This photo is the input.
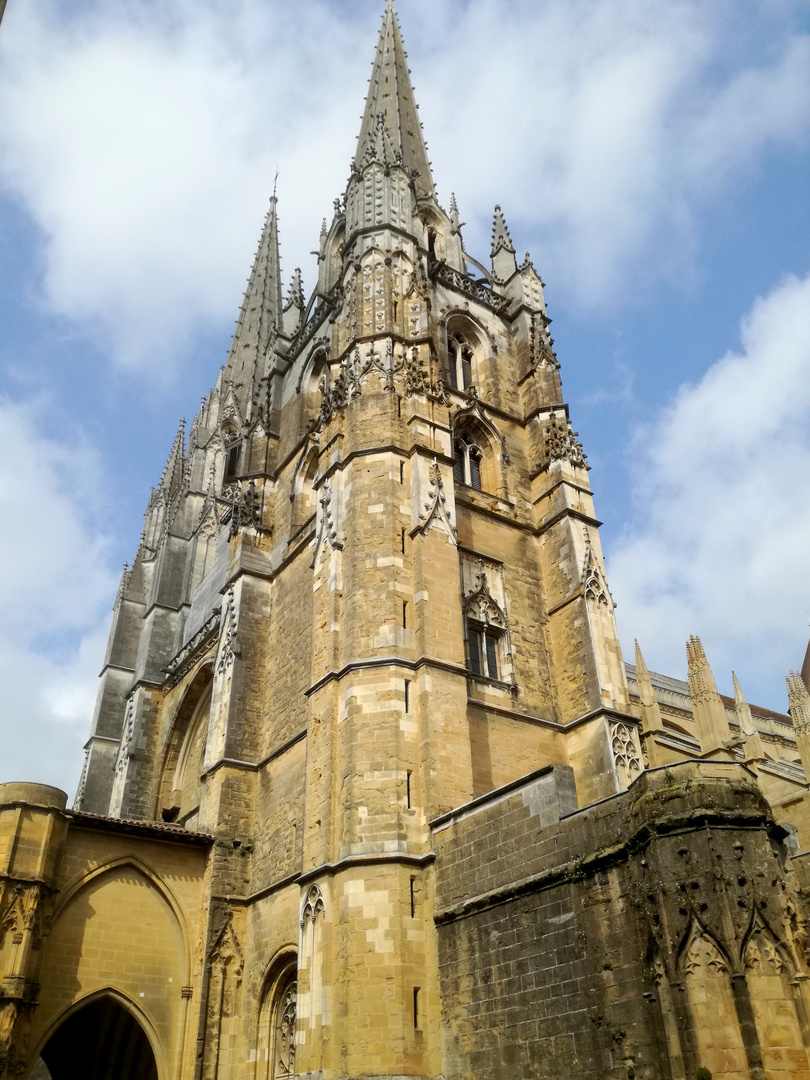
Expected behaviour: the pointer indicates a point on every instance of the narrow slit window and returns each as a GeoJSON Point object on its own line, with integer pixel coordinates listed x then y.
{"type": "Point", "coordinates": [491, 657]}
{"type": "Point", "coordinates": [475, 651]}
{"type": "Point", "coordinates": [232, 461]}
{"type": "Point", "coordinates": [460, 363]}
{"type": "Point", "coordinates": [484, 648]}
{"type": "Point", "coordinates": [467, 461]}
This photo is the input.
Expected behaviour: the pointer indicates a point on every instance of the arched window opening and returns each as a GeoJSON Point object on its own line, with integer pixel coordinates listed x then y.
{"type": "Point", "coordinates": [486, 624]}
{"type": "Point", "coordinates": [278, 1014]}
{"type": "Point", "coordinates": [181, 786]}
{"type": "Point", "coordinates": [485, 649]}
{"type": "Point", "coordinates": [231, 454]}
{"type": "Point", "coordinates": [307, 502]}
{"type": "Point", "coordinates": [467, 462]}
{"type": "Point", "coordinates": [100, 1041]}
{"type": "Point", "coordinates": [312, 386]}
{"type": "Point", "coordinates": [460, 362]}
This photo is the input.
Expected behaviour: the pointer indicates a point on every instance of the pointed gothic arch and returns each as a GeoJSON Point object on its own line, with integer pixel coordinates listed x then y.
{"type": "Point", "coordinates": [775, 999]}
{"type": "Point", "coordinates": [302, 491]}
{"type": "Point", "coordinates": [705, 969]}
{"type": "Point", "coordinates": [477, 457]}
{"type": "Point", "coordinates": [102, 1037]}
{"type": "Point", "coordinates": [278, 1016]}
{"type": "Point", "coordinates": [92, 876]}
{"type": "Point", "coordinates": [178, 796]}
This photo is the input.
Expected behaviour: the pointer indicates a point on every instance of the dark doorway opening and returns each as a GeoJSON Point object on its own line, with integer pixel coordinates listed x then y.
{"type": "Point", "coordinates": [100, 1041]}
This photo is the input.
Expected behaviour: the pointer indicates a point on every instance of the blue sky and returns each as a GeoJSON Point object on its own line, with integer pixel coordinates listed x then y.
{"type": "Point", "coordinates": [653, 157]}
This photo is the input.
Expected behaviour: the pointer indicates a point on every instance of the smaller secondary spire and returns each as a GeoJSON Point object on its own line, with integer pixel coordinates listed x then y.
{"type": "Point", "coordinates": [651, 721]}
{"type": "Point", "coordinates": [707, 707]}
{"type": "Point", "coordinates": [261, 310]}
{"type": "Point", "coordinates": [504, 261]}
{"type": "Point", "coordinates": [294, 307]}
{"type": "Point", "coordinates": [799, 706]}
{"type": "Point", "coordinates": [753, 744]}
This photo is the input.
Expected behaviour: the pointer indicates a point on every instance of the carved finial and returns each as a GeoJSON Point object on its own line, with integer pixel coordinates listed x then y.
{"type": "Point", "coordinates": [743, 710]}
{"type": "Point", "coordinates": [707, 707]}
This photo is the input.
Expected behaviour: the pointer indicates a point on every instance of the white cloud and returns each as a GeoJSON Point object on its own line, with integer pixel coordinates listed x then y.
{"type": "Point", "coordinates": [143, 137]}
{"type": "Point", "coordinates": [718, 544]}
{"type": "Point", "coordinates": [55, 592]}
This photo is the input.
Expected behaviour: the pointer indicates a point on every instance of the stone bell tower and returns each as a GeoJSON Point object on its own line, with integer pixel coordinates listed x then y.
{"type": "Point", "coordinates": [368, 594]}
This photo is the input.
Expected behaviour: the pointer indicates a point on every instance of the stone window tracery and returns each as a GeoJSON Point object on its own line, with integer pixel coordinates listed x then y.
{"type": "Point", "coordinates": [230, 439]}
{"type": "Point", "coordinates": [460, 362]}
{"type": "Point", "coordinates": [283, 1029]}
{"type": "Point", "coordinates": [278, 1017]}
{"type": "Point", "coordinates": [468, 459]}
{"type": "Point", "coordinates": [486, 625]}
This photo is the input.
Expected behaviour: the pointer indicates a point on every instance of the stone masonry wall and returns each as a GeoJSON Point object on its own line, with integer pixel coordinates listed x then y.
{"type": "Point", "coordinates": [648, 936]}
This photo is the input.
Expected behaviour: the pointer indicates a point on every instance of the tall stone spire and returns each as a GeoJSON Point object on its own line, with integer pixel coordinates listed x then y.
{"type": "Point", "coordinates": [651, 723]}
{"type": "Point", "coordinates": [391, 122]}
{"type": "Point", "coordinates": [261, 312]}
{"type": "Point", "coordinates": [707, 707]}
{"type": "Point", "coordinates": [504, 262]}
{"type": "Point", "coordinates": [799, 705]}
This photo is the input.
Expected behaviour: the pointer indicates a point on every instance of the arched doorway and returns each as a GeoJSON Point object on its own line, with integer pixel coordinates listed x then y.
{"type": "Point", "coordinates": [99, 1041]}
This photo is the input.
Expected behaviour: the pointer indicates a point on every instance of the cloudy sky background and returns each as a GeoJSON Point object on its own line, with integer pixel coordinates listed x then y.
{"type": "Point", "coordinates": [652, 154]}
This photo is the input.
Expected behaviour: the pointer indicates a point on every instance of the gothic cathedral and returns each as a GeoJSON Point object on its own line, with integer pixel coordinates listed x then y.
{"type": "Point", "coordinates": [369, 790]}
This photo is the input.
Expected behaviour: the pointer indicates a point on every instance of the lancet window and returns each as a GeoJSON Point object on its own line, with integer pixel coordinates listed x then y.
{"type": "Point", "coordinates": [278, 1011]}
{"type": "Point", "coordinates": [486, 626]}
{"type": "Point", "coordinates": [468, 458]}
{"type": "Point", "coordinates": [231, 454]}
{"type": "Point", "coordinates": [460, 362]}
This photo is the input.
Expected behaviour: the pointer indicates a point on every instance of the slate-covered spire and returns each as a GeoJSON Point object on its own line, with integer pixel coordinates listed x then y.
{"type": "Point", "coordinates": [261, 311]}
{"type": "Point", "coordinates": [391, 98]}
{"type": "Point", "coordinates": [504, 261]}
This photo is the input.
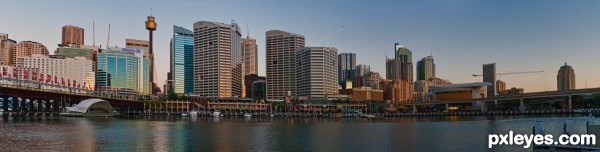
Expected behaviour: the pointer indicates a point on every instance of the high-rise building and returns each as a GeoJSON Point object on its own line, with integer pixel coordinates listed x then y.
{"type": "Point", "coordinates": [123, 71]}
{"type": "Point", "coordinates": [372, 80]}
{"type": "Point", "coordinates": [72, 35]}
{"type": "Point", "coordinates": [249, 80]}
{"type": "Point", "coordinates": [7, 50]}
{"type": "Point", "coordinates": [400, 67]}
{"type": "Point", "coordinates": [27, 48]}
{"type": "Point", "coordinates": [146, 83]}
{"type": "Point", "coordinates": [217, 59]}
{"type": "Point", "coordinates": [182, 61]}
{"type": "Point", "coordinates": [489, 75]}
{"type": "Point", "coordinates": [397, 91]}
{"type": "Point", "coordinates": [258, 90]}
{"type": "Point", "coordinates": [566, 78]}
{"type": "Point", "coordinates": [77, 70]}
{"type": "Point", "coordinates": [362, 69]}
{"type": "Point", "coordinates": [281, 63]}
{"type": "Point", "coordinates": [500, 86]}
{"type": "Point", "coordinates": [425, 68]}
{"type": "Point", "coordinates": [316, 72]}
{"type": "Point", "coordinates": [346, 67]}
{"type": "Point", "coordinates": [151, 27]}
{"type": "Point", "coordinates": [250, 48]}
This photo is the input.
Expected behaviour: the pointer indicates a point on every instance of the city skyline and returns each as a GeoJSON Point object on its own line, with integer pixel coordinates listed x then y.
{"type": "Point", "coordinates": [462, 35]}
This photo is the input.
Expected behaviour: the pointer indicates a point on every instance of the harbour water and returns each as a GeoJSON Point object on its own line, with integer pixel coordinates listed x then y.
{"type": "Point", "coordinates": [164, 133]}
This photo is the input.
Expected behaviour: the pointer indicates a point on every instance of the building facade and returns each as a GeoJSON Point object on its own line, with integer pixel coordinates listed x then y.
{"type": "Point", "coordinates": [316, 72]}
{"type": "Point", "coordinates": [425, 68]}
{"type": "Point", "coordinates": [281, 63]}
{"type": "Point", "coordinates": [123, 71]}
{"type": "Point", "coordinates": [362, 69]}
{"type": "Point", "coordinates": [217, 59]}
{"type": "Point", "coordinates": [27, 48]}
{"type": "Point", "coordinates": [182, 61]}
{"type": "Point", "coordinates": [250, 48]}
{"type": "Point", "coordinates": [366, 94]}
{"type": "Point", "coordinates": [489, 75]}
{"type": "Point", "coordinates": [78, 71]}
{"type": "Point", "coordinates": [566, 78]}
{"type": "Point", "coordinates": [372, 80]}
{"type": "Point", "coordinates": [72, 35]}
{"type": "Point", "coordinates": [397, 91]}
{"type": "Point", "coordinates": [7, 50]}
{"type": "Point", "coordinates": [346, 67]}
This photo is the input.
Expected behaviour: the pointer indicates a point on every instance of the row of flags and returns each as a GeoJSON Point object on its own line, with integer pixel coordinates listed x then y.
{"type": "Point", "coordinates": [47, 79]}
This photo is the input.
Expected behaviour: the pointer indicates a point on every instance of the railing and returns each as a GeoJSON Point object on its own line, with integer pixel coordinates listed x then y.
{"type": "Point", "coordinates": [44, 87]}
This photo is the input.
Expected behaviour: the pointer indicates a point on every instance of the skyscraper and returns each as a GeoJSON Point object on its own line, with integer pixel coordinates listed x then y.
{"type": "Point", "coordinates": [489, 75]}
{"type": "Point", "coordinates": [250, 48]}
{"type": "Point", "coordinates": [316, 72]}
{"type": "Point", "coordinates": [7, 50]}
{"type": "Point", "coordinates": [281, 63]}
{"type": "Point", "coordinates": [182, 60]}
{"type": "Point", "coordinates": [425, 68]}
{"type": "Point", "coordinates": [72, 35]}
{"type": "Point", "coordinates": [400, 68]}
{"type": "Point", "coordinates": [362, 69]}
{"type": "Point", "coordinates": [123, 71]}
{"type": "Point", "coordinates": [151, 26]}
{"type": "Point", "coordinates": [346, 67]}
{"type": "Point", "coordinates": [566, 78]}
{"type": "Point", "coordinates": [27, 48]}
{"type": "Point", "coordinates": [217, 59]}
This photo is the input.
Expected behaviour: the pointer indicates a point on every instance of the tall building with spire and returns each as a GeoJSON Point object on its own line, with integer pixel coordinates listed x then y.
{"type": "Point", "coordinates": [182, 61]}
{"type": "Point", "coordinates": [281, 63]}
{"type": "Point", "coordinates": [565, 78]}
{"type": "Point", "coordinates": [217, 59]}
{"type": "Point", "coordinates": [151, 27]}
•••
#### What the exercise asks
Select and copy every line above that contains the word "arched".

#### Exercise response
Expected behaviour: the pointer indicates a point on every instance of the arched window opening and returns each as a GeoJSON Point object on its own line, with integer pixel coordinates listed x then y.
Expected behaviour: the pointer indicates a point on every instance of the arched doorway and returns each as a GeoJSON Point object on its own line, with integer pixel coordinates listed x then y.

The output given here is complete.